= TASK DIRECTIONS =
Copy out the part of the listing below that begins with the line containing "Exercise. Mark the white road" and runs through the end of the listing, reproducing every line without changes.

[Dataset excerpts on object pointing]
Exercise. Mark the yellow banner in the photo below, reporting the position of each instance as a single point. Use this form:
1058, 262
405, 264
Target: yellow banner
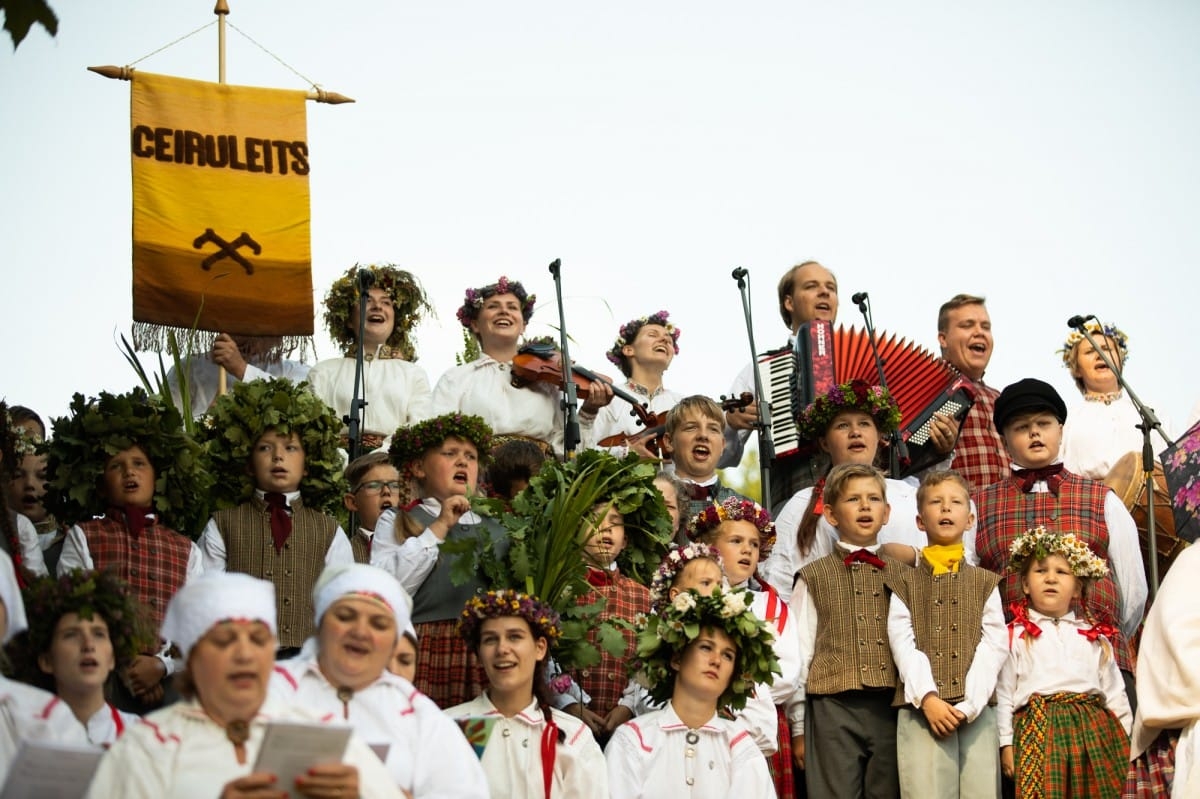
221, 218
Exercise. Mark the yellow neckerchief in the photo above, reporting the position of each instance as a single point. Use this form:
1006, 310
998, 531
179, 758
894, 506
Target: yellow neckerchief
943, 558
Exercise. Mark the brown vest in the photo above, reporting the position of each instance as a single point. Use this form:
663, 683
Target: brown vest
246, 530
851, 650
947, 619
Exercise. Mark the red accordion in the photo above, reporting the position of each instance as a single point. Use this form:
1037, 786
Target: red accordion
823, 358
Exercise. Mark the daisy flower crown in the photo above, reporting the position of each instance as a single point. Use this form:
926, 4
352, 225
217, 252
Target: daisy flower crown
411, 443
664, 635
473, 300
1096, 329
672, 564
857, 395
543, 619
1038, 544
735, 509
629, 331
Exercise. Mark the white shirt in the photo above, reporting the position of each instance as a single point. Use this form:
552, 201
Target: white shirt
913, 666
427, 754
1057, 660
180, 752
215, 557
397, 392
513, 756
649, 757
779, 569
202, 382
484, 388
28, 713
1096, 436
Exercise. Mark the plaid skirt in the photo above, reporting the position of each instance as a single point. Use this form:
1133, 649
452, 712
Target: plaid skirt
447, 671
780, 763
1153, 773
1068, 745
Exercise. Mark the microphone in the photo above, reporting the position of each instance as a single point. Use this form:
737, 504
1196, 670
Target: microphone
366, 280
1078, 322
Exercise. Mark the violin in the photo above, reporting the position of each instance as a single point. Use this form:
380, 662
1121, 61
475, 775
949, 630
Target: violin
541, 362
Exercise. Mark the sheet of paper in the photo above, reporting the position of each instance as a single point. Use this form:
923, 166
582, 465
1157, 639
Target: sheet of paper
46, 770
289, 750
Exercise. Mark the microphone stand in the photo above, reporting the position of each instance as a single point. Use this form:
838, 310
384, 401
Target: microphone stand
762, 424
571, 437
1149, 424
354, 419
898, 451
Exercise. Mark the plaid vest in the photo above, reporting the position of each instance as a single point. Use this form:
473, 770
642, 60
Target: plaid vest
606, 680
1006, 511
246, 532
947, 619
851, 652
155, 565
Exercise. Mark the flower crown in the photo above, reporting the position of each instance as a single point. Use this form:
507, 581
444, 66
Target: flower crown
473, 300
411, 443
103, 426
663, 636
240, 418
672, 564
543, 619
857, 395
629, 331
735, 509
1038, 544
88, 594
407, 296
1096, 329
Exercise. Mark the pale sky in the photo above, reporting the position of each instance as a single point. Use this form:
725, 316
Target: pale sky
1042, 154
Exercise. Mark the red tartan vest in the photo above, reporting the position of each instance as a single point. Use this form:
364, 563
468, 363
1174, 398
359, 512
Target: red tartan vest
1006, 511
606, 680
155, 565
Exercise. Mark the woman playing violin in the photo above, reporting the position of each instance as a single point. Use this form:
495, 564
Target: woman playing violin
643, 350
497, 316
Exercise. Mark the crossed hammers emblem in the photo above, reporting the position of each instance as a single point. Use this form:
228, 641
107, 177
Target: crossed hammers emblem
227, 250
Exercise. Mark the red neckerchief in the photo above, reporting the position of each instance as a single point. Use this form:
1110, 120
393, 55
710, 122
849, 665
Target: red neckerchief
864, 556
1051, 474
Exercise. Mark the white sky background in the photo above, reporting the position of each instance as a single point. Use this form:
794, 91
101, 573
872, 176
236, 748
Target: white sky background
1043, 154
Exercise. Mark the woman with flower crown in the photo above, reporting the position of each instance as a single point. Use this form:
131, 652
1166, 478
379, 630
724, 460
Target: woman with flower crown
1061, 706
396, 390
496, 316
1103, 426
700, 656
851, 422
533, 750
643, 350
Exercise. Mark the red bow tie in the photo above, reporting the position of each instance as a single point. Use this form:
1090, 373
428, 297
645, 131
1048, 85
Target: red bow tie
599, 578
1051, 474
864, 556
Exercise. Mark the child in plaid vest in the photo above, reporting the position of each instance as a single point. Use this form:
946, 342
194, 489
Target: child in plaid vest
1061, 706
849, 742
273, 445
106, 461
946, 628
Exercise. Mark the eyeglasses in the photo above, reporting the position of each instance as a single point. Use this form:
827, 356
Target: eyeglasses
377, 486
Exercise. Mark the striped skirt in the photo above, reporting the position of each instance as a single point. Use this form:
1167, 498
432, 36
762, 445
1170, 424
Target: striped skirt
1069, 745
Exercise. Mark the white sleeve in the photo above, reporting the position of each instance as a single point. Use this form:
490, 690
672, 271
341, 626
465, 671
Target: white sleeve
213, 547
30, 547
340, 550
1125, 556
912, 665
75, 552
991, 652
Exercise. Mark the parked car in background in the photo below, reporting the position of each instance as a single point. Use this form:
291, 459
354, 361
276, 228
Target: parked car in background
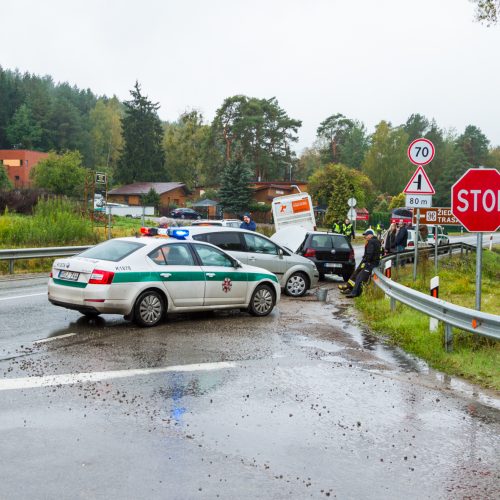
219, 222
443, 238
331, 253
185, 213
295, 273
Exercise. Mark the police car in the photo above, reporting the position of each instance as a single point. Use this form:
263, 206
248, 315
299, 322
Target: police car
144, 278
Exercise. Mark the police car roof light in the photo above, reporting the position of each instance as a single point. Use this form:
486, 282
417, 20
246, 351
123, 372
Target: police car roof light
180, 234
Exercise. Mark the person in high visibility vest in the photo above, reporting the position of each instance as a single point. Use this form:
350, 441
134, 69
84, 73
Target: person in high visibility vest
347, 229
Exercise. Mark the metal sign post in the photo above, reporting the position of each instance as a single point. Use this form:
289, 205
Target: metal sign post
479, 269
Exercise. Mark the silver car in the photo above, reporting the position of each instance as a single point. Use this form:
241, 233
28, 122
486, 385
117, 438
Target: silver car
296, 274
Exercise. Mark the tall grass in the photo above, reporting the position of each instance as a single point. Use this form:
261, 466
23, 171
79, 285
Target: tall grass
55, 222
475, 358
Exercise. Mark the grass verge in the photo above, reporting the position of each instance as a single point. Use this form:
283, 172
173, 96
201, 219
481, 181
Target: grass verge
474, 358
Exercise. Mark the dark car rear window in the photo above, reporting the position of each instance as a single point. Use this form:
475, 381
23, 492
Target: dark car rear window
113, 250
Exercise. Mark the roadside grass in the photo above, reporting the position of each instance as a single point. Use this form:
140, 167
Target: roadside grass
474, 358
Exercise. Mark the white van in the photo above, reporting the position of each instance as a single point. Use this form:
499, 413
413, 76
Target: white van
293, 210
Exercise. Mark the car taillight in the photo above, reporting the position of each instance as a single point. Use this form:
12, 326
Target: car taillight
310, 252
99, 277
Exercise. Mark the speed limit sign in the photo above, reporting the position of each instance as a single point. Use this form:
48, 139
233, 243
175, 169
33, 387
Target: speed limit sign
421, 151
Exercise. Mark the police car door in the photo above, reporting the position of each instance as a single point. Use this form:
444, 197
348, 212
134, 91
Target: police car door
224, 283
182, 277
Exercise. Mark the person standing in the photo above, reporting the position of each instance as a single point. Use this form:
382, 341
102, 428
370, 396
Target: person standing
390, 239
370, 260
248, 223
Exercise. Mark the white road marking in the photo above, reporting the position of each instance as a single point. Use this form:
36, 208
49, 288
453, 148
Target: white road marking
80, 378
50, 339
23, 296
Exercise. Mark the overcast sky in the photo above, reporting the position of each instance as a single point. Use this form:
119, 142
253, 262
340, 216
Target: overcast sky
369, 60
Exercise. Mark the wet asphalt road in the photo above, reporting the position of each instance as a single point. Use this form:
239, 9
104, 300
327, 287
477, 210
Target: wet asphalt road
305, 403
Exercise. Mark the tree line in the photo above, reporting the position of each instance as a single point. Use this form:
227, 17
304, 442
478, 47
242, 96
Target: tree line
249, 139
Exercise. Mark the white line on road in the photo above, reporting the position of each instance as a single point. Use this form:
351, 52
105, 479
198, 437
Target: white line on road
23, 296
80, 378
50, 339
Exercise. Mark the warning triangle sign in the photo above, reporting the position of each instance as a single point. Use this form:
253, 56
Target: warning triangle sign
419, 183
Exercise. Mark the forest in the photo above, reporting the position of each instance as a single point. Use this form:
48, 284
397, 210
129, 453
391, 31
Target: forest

= EXERCISE OUTPUT =
Exercise. Mark the white road marking in the photo above, reporting the position of each instance as a single point. Use this form:
36, 208
49, 288
453, 148
Target: white road marking
80, 378
50, 339
23, 296
Exercise. Mark the overcast sky in the photo above, reporting the position of each instance as a single point. Use this form:
119, 142
253, 262
340, 216
Target: overcast sky
369, 60
Exercise. Mark the wet asphalt road in the photo above, reporting the position of each instance as a single point. Use this form:
239, 9
104, 300
327, 287
477, 210
Target: wet asphalt road
305, 403
Exercise. Mark the tree line in the photo above, reporting the position of each instance as a single point. Use this form:
227, 17
304, 442
478, 47
242, 96
Target: tree line
249, 139
Exercise. Mark the white line on road in the photo above, reporting the position of each instance as a single point. Use this form:
351, 52
105, 479
198, 437
Target: white line on road
23, 296
80, 378
50, 339
Exercise. Mark the warning triangle sign in the photo above, reporting the position of each instance as a single point. Use this form:
253, 56
Target: warning triangle sign
419, 183
Exercise. Mark the forest in the photo above, reporting the position of each instance as a single point. Use this form:
48, 284
397, 210
129, 453
391, 31
Target: forest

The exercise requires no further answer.